British Petroleum has failed repeatedly for more than a month to cap the gushing oil well at the bottom of the Gulf of Mexico. Interior Secretary and former Colorado Senator Ken Salazar has at long last apparently had enough. Speaking for the administration this weekend, he said BP has missed deadline after deadline in its attempts to stop the leak and that the administration is now preparing to “push out” BP and take over operations.
“If we find they’re not doing what they’re supposed to be doing, we’ll push them out of the way appropriately,” Salazar told AP. “This is an existential crisis for one of the world’s largest companies,” he said, referring to the billions in cleanup and damages the company already owes and that are increasing every hour, costs that Salazar suggested could threaten the future of the company.
“I am angry and I am frustrated that BP has been unable to stop this oil from leaking and to stop the pollution from spreading,” Salazar told reporters after visiting BP’s U.S. headquarters in Houston.
“We are 33 days into this effort and deadline after deadline has been missed,” Salazar added, referring to the failure of containment efforts attempted so far by London-based BP to control the gushing undersea well one mile down on the ocean floor.
President Barack Obama’s administration is facing growing public and political pressure to take full charge of the oil spill containment operation as criticism against BP grows.
The spill is threatening an ecological and economic disaster along the U.S. Gulf Coast.
“If we find they’re not doing what they’re supposed to be doing, we’ll push them out of the way appropriately,” Salazar said, but he did not specify at what point this would occur or what might be the trigger for it.
“This is an existential crisis for one of the world’s largest companies,” he said, in a reference to the billions of dollars of cleanup and damages costs that BP faces.
Salazar also said BP had agreed to pay cleanup costs beyond the $75 million liability limit set by current U.S. law.
Last week Sen. Bill Nelson’s website posted video of dispersants being sprayed into the leak: “This is new footage from April 30 labeled ‘dispersion opp’ shows an opaque liquid being mixed with oil gushing from one of three leaks.”
The Environmental Protection Agency demanded BP stop using the dispersant because of its extremely toxicity and the fact that it has never been tested for use at this volume.

> Extracted material:
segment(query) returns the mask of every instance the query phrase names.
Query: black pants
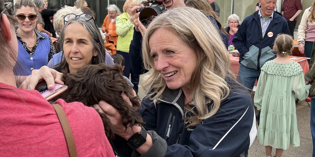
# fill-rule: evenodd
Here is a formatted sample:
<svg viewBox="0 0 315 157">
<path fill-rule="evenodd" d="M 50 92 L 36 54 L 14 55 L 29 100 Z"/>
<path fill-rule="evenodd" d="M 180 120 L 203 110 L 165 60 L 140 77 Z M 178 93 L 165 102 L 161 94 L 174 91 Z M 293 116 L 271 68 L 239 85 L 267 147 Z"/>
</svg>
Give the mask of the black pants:
<svg viewBox="0 0 315 157">
<path fill-rule="evenodd" d="M 120 51 L 117 51 L 117 53 L 121 55 L 125 59 L 125 68 L 123 71 L 123 75 L 129 78 L 129 76 L 131 75 L 131 83 L 134 84 L 134 89 L 138 94 L 138 85 L 139 84 L 139 80 L 140 76 L 137 75 L 134 73 L 131 69 L 131 63 L 130 62 L 130 59 L 129 58 L 129 53 Z"/>
<path fill-rule="evenodd" d="M 294 28 L 295 28 L 295 26 L 296 24 L 296 21 L 293 20 L 293 21 L 288 21 L 288 25 L 289 25 L 289 29 L 290 29 L 290 32 L 291 33 L 291 36 L 294 39 Z"/>
</svg>

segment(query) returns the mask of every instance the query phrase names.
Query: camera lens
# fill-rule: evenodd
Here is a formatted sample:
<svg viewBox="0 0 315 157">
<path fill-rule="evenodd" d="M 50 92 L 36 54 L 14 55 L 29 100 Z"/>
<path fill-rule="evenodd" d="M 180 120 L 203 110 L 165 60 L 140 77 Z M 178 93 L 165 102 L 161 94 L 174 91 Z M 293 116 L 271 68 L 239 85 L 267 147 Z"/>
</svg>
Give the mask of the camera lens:
<svg viewBox="0 0 315 157">
<path fill-rule="evenodd" d="M 144 8 L 139 15 L 139 19 L 143 25 L 146 27 L 153 19 L 161 12 L 159 8 L 149 7 Z"/>
</svg>

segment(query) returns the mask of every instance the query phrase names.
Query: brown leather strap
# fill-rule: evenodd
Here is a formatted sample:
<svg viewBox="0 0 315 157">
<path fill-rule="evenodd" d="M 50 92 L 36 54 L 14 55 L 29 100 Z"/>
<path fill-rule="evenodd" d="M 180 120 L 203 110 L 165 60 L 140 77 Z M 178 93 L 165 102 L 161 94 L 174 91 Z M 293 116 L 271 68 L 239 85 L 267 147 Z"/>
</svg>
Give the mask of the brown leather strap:
<svg viewBox="0 0 315 157">
<path fill-rule="evenodd" d="M 58 104 L 53 104 L 53 106 L 56 111 L 58 118 L 61 124 L 65 136 L 66 137 L 69 155 L 70 157 L 77 157 L 77 149 L 76 149 L 76 145 L 74 143 L 73 136 L 72 135 L 71 129 L 70 127 L 69 122 L 68 122 L 68 119 L 65 114 L 65 112 L 61 106 Z"/>
</svg>

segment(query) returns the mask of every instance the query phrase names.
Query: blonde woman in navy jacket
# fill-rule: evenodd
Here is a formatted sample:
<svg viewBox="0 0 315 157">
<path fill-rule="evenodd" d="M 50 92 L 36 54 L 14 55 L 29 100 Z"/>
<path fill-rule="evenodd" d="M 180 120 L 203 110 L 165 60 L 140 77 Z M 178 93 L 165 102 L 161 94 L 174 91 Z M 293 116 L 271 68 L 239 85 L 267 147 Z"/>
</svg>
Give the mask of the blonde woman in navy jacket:
<svg viewBox="0 0 315 157">
<path fill-rule="evenodd" d="M 19 84 L 32 70 L 47 65 L 55 49 L 47 34 L 34 30 L 38 18 L 35 4 L 31 1 L 20 0 L 14 8 L 18 26 L 16 32 L 19 53 L 14 71 Z"/>
</svg>

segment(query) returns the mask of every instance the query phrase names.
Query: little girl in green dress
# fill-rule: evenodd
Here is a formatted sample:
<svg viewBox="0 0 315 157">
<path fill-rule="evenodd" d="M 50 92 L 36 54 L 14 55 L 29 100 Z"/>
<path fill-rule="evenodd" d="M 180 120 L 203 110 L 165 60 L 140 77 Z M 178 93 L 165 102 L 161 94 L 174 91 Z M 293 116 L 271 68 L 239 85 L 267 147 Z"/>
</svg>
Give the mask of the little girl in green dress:
<svg viewBox="0 0 315 157">
<path fill-rule="evenodd" d="M 261 110 L 257 138 L 266 147 L 265 157 L 271 156 L 272 148 L 274 156 L 280 157 L 290 144 L 300 146 L 294 95 L 305 99 L 311 85 L 305 85 L 301 66 L 288 57 L 293 46 L 291 36 L 277 36 L 273 50 L 277 56 L 261 68 L 254 97 L 254 104 Z"/>
</svg>

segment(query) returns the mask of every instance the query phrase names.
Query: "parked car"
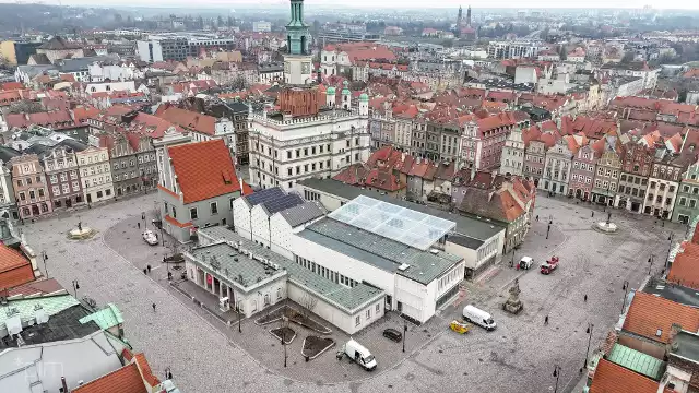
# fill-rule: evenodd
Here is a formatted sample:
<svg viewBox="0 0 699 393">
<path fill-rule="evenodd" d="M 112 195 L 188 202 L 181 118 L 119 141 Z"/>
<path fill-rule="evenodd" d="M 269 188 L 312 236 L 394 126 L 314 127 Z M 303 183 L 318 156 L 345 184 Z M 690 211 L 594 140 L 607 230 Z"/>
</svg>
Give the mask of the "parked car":
<svg viewBox="0 0 699 393">
<path fill-rule="evenodd" d="M 466 322 L 475 323 L 487 331 L 494 331 L 495 327 L 497 327 L 497 324 L 495 323 L 495 321 L 493 320 L 493 317 L 489 313 L 472 305 L 469 305 L 463 308 L 463 319 Z"/>
<path fill-rule="evenodd" d="M 534 260 L 531 257 L 522 257 L 522 260 L 520 261 L 520 269 L 529 270 L 532 267 L 533 263 Z"/>
<path fill-rule="evenodd" d="M 350 357 L 350 359 L 357 362 L 365 370 L 372 371 L 374 369 L 376 369 L 377 364 L 374 355 L 371 355 L 369 349 L 365 348 L 356 341 L 350 338 L 347 344 L 345 344 L 343 350 Z"/>
<path fill-rule="evenodd" d="M 400 343 L 401 340 L 403 340 L 403 334 L 401 334 L 401 332 L 396 331 L 395 329 L 391 329 L 391 327 L 383 331 L 383 336 L 396 343 Z"/>
<path fill-rule="evenodd" d="M 151 246 L 157 245 L 157 235 L 153 234 L 151 229 L 145 229 L 143 231 L 143 240 Z"/>
</svg>

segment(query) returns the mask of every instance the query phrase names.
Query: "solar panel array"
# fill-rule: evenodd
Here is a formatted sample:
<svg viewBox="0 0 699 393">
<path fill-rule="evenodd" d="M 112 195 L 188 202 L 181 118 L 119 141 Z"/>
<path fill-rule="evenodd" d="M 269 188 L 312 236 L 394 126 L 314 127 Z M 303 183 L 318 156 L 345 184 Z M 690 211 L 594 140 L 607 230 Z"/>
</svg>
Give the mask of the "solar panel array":
<svg viewBox="0 0 699 393">
<path fill-rule="evenodd" d="M 279 187 L 260 190 L 245 198 L 253 206 L 263 203 L 270 214 L 304 203 L 297 194 L 287 194 Z"/>
<path fill-rule="evenodd" d="M 372 234 L 427 250 L 457 223 L 359 195 L 329 217 Z"/>
</svg>

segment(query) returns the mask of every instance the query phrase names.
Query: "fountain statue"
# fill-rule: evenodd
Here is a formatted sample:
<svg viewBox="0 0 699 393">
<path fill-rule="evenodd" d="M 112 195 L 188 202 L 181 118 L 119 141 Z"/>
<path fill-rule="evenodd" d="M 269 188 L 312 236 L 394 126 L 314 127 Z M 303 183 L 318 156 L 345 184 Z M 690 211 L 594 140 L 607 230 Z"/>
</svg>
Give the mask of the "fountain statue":
<svg viewBox="0 0 699 393">
<path fill-rule="evenodd" d="M 612 213 L 607 213 L 606 222 L 599 222 L 592 226 L 595 230 L 599 230 L 604 234 L 614 234 L 617 231 L 616 224 L 612 223 Z"/>
<path fill-rule="evenodd" d="M 505 303 L 502 303 L 502 309 L 507 312 L 517 314 L 524 308 L 522 305 L 522 300 L 520 300 L 520 279 L 514 278 L 514 283 L 509 289 L 510 297 L 507 299 Z"/>
<path fill-rule="evenodd" d="M 91 227 L 83 227 L 83 222 L 78 218 L 78 228 L 68 231 L 68 238 L 71 240 L 85 240 L 95 236 L 97 231 Z"/>
</svg>

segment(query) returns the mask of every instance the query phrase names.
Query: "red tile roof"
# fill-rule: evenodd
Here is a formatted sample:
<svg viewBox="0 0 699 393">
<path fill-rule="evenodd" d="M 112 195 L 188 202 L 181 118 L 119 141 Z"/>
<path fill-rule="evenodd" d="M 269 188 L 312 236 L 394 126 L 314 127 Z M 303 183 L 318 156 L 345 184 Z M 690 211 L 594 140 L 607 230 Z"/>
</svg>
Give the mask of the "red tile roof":
<svg viewBox="0 0 699 393">
<path fill-rule="evenodd" d="M 200 112 L 177 107 L 169 107 L 156 116 L 185 129 L 206 135 L 214 135 L 216 132 L 216 118 L 213 116 L 202 115 Z"/>
<path fill-rule="evenodd" d="M 173 225 L 175 225 L 176 227 L 179 227 L 179 228 L 187 228 L 187 227 L 190 227 L 190 226 L 194 225 L 191 222 L 180 223 L 177 219 L 173 218 L 169 214 L 165 216 L 165 221 L 170 223 L 170 224 L 173 224 Z"/>
<path fill-rule="evenodd" d="M 240 191 L 240 183 L 223 140 L 168 148 L 185 203 Z"/>
<path fill-rule="evenodd" d="M 5 82 L 0 83 L 0 91 L 12 91 L 12 90 L 22 90 L 24 85 L 22 82 Z"/>
<path fill-rule="evenodd" d="M 20 251 L 0 245 L 0 288 L 12 288 L 34 281 L 29 260 Z"/>
<path fill-rule="evenodd" d="M 625 367 L 600 359 L 589 393 L 655 393 L 659 384 Z"/>
<path fill-rule="evenodd" d="M 139 367 L 131 364 L 75 388 L 71 393 L 147 393 L 147 390 Z"/>
<path fill-rule="evenodd" d="M 695 231 L 695 236 L 696 234 Z M 699 245 L 683 243 L 683 252 L 675 257 L 667 273 L 667 282 L 699 290 Z"/>
<path fill-rule="evenodd" d="M 682 329 L 699 330 L 699 310 L 653 295 L 636 291 L 623 330 L 661 343 L 667 343 L 673 323 Z M 656 333 L 660 330 L 661 335 Z"/>
</svg>

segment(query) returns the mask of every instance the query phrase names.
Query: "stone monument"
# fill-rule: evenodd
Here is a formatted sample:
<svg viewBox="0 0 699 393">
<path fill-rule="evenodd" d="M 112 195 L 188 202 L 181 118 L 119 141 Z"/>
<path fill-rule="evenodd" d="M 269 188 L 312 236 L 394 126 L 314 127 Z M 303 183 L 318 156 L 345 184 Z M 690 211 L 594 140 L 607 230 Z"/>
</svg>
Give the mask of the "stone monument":
<svg viewBox="0 0 699 393">
<path fill-rule="evenodd" d="M 78 228 L 68 231 L 68 238 L 71 240 L 85 240 L 95 236 L 97 231 L 91 227 L 84 227 L 83 222 L 78 221 Z"/>
<path fill-rule="evenodd" d="M 510 297 L 507 299 L 505 303 L 502 303 L 502 309 L 507 312 L 517 314 L 524 308 L 522 305 L 522 300 L 520 300 L 520 279 L 514 278 L 514 284 L 510 287 Z"/>
<path fill-rule="evenodd" d="M 607 221 L 595 223 L 593 228 L 604 234 L 614 234 L 617 231 L 618 228 L 616 224 L 611 223 L 611 219 L 612 219 L 612 213 L 607 213 Z"/>
</svg>

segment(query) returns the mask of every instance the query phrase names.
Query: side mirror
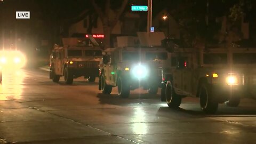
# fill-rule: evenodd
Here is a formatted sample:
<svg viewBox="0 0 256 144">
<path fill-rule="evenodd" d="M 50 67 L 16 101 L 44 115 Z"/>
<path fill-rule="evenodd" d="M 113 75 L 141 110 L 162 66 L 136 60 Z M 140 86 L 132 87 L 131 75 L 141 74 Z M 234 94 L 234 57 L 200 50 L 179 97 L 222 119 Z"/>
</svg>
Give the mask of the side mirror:
<svg viewBox="0 0 256 144">
<path fill-rule="evenodd" d="M 169 52 L 173 52 L 175 44 L 171 39 L 165 38 L 161 41 L 162 46 L 165 47 Z"/>
<path fill-rule="evenodd" d="M 102 58 L 103 63 L 107 64 L 110 61 L 110 57 L 108 55 L 104 55 Z"/>
<path fill-rule="evenodd" d="M 53 59 L 56 58 L 56 53 L 55 52 L 52 53 L 52 58 L 53 58 Z"/>
<path fill-rule="evenodd" d="M 187 68 L 188 65 L 187 62 L 185 58 L 179 58 L 177 61 L 177 68 L 182 69 Z"/>
</svg>

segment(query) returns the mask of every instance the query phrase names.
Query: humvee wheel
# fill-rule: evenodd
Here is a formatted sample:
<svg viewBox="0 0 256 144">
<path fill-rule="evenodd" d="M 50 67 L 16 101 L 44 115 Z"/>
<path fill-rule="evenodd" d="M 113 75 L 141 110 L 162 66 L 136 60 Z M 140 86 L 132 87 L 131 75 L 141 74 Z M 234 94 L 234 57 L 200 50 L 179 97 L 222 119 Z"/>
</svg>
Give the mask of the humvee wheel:
<svg viewBox="0 0 256 144">
<path fill-rule="evenodd" d="M 240 98 L 233 97 L 230 100 L 225 102 L 225 105 L 228 107 L 236 107 L 240 103 Z"/>
<path fill-rule="evenodd" d="M 73 83 L 73 75 L 67 67 L 64 70 L 64 81 L 66 84 L 71 84 Z"/>
<path fill-rule="evenodd" d="M 130 95 L 130 86 L 124 78 L 119 76 L 117 79 L 118 95 L 122 98 L 128 98 Z"/>
<path fill-rule="evenodd" d="M 52 82 L 54 83 L 58 83 L 60 81 L 60 76 L 56 75 L 54 71 L 52 70 L 50 73 L 51 73 L 50 75 L 51 75 Z"/>
<path fill-rule="evenodd" d="M 105 77 L 103 74 L 101 75 L 100 82 L 102 93 L 104 94 L 110 94 L 112 91 L 112 86 L 106 83 Z"/>
<path fill-rule="evenodd" d="M 178 108 L 181 103 L 181 97 L 175 93 L 171 82 L 168 81 L 165 87 L 165 100 L 169 107 Z"/>
<path fill-rule="evenodd" d="M 148 92 L 149 94 L 156 94 L 157 93 L 157 91 L 158 90 L 158 87 L 156 86 L 150 86 L 149 89 L 148 90 Z"/>
<path fill-rule="evenodd" d="M 3 74 L 2 73 L 0 73 L 0 83 L 2 83 L 2 80 L 3 79 Z"/>
<path fill-rule="evenodd" d="M 88 81 L 90 82 L 95 82 L 95 79 L 96 78 L 96 77 L 95 76 L 89 76 L 89 78 L 88 78 Z"/>
<path fill-rule="evenodd" d="M 165 101 L 165 87 L 161 89 L 161 101 Z"/>
<path fill-rule="evenodd" d="M 213 93 L 210 86 L 203 83 L 199 94 L 201 109 L 206 114 L 214 114 L 218 109 L 219 103 L 213 101 Z"/>
</svg>

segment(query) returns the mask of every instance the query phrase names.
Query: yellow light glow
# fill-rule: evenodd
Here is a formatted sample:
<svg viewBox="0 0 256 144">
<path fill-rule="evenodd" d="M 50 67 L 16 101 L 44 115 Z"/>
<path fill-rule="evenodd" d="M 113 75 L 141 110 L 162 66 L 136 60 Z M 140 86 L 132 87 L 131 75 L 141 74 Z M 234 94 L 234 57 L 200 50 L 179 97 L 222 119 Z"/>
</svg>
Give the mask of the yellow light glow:
<svg viewBox="0 0 256 144">
<path fill-rule="evenodd" d="M 20 62 L 20 59 L 19 58 L 16 57 L 13 59 L 14 63 L 17 63 Z"/>
<path fill-rule="evenodd" d="M 229 76 L 226 78 L 226 82 L 228 85 L 237 84 L 237 78 L 235 76 Z"/>
<path fill-rule="evenodd" d="M 19 69 L 26 65 L 26 57 L 17 51 L 0 51 L 0 65 L 4 69 Z"/>
<path fill-rule="evenodd" d="M 167 17 L 166 15 L 164 15 L 163 16 L 163 19 L 165 20 L 166 19 L 167 19 L 167 18 L 168 18 L 168 17 Z"/>
<path fill-rule="evenodd" d="M 218 74 L 215 73 L 212 74 L 212 77 L 218 77 Z"/>
</svg>

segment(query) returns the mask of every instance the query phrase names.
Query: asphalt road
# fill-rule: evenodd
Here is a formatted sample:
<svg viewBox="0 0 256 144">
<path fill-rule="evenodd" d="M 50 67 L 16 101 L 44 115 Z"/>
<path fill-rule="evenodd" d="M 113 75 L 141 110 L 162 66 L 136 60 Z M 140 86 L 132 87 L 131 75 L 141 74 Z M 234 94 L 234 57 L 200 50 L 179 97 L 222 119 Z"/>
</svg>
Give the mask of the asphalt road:
<svg viewBox="0 0 256 144">
<path fill-rule="evenodd" d="M 132 91 L 108 95 L 98 83 L 72 85 L 41 70 L 4 72 L 0 84 L 0 143 L 255 143 L 256 101 L 220 105 L 214 115 L 197 99 L 172 109 L 159 94 Z"/>
</svg>

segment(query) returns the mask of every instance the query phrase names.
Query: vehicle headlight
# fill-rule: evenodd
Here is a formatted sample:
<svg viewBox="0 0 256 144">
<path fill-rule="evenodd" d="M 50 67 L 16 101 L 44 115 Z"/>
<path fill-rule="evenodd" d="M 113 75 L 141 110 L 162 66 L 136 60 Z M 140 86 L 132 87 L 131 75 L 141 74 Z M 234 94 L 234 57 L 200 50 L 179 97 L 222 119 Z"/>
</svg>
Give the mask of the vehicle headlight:
<svg viewBox="0 0 256 144">
<path fill-rule="evenodd" d="M 15 63 L 20 63 L 21 61 L 20 60 L 20 58 L 18 58 L 18 57 L 16 57 L 16 58 L 14 58 L 13 59 L 13 62 Z"/>
<path fill-rule="evenodd" d="M 0 61 L 2 63 L 6 63 L 7 61 L 6 58 L 5 58 L 5 57 L 1 58 L 0 59 Z"/>
<path fill-rule="evenodd" d="M 226 82 L 228 85 L 238 84 L 238 80 L 236 76 L 229 75 L 226 78 Z"/>
<path fill-rule="evenodd" d="M 138 65 L 132 69 L 132 74 L 134 76 L 139 79 L 146 77 L 148 75 L 147 68 L 142 65 Z"/>
</svg>

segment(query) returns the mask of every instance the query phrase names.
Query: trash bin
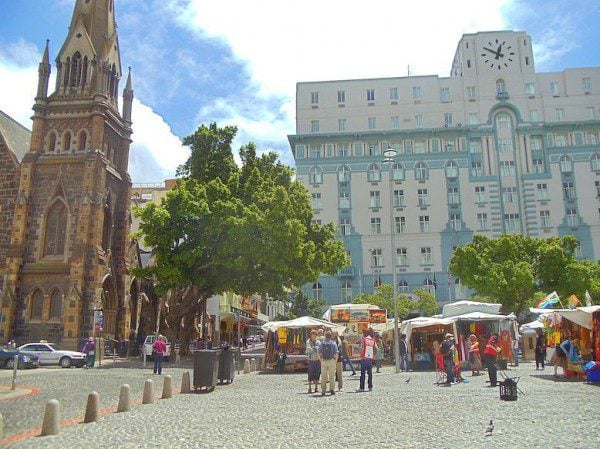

> Required action: In the article on the BP oil spill, what liability limit does current U.S. law set? This material has no connection to the article on the BP oil spill.

> Response for this exercise: $75 million.